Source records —
──────

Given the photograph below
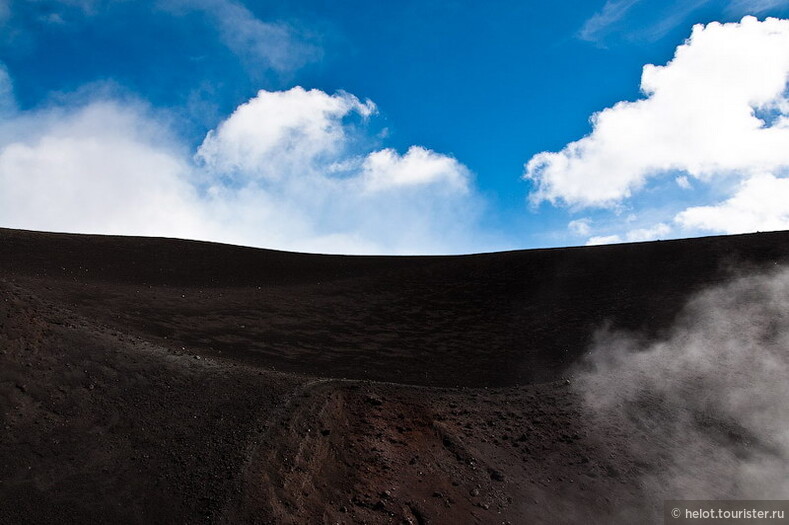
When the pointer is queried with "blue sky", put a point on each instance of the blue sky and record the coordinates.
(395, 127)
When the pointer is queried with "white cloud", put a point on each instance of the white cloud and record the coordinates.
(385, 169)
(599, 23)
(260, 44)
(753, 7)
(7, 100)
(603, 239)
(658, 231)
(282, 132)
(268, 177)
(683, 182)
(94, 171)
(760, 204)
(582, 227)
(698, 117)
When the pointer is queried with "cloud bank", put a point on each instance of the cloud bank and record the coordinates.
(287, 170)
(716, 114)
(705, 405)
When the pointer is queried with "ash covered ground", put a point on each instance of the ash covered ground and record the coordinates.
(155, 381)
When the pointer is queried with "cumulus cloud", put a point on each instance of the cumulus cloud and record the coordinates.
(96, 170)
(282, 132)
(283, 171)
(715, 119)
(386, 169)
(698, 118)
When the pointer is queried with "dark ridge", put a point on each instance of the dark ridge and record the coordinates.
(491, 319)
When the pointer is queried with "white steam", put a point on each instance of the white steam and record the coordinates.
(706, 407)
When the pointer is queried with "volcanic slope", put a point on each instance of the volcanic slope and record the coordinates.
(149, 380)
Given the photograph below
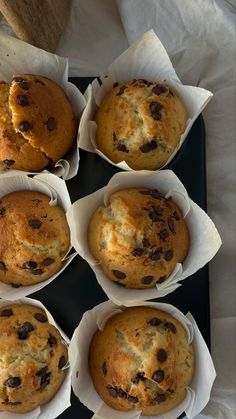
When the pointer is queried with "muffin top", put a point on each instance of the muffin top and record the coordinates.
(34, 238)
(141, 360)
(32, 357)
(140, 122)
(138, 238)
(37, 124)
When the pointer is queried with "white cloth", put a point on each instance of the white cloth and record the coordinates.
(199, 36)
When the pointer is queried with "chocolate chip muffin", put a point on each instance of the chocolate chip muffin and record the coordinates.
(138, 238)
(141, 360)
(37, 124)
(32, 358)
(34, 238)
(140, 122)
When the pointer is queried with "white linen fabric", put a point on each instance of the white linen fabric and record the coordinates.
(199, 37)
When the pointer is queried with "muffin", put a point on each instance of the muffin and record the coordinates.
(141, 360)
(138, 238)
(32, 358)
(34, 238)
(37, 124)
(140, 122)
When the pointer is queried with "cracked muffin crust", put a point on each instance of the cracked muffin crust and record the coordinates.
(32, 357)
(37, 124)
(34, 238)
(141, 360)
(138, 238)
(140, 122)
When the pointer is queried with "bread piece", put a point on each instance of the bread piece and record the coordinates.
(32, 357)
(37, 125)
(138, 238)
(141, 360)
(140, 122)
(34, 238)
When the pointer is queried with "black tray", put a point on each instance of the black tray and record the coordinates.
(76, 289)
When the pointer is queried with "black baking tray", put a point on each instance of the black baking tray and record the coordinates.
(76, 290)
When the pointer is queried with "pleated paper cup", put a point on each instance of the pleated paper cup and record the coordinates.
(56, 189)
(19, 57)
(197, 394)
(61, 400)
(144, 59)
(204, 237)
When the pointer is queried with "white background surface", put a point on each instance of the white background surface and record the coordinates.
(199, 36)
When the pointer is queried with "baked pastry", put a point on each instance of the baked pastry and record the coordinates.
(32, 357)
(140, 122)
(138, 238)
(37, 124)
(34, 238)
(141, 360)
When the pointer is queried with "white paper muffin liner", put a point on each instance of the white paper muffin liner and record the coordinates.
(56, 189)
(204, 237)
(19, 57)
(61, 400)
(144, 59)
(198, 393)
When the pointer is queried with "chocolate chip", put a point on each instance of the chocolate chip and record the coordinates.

──────

WORK ITEM —
Output the entries above verbatim, leaving out images.

WRITTEN SOLUTION —
Given the photograph below
When the pointer is queried with "blue sky", put a point on each instance of the blue sky and record the coordinates.
(395, 127)
When the pointer is queried with "white cloud", put a point on each instance of the white cloud and record the coordinates.
(385, 169)
(599, 23)
(260, 44)
(753, 7)
(7, 100)
(603, 239)
(658, 231)
(282, 132)
(268, 177)
(683, 182)
(94, 171)
(760, 204)
(582, 227)
(698, 117)
When the pointer is queried with "cloud bank", put a point on each instance of the cloud bank and record the coordinates.
(287, 170)
(716, 114)
(705, 405)
When the pointer is queried with "ash covered ground", put a point on each instance of the ash covered ground and record the coordinates.
(155, 381)
When the pointer is queried with "cumulus cloud", put a point on each instance of the cumulus cloud and record the coordinates.
(96, 170)
(282, 132)
(283, 171)
(715, 119)
(386, 169)
(698, 118)
When the pointer is queried with "dark ridge", put a point on each instance of the dark ridge and record the coordinates.
(491, 319)
When the pointer is queried with "white steam", put a point on each instance of the white steam and record the coordinates.
(706, 407)
When the pointer is queried with "volcanic slope", put a point on each instance of the volcanic slope and record the coordinates.
(149, 380)
Given the photograph below
When the pointer is queried with "muffin top", put a point on each instance of the muffin top and record the coordinates.
(34, 238)
(141, 360)
(32, 357)
(140, 122)
(138, 238)
(37, 124)
When the pointer is queried with "white cloth", put a point on each instance of the white cloth and record the coordinates.
(199, 36)
When the pointer is queried with "chocolate chip muffin", put a point on each instance of the chocolate chip muffin and record the coordinates.
(138, 238)
(141, 360)
(37, 124)
(32, 358)
(34, 238)
(140, 122)
When the pointer is queried with "white linen fabric", put a point on each instance of the white linen fabric and record the coordinates.
(199, 37)
When the pointer is queried with "muffin", put a point on each instance of the muffin and record the coordinates.
(141, 360)
(138, 238)
(32, 358)
(34, 238)
(37, 124)
(140, 122)
When the pointer is queried with "cracked muffin crust", put a point on each instance of the cracked muffin crust and record the coordinates.
(32, 357)
(37, 124)
(34, 238)
(141, 360)
(138, 238)
(140, 122)
When the pointer is queried with "bread piece", put a point on each instance of the bread piece and record the coordinates.
(32, 357)
(37, 125)
(138, 238)
(141, 360)
(140, 122)
(34, 238)
When the pointer is queried with "black tray", put a point on each instance of the black tray and record the coordinates.
(76, 289)
When the pointer is queried with "black baking tray", put a point on each instance of the black baking tray and record the coordinates.
(76, 290)
When the pointer is queried with "pleated paper cup", put a point on each instance of the pleated paper cup and record the coordinates.
(56, 189)
(19, 57)
(197, 394)
(61, 400)
(144, 59)
(204, 237)
When the pointer is queried with "white background surface", put a point on each instance of the white background surface and record the coordinates.
(199, 36)
When the pointer is queried with "baked pastry", put a point on each instance of the baked pastry and record the coordinates.
(32, 357)
(140, 122)
(138, 238)
(37, 124)
(34, 238)
(141, 360)
When the pointer is queried with "white paper muffin liner", put a point on each instance of the white paper muffin liner and record the coordinates.
(56, 189)
(204, 237)
(19, 57)
(61, 400)
(144, 59)
(198, 393)
When the pointer is queried with "chocolate chip", put a point on each instance of the chocolate chip and record the coordinates.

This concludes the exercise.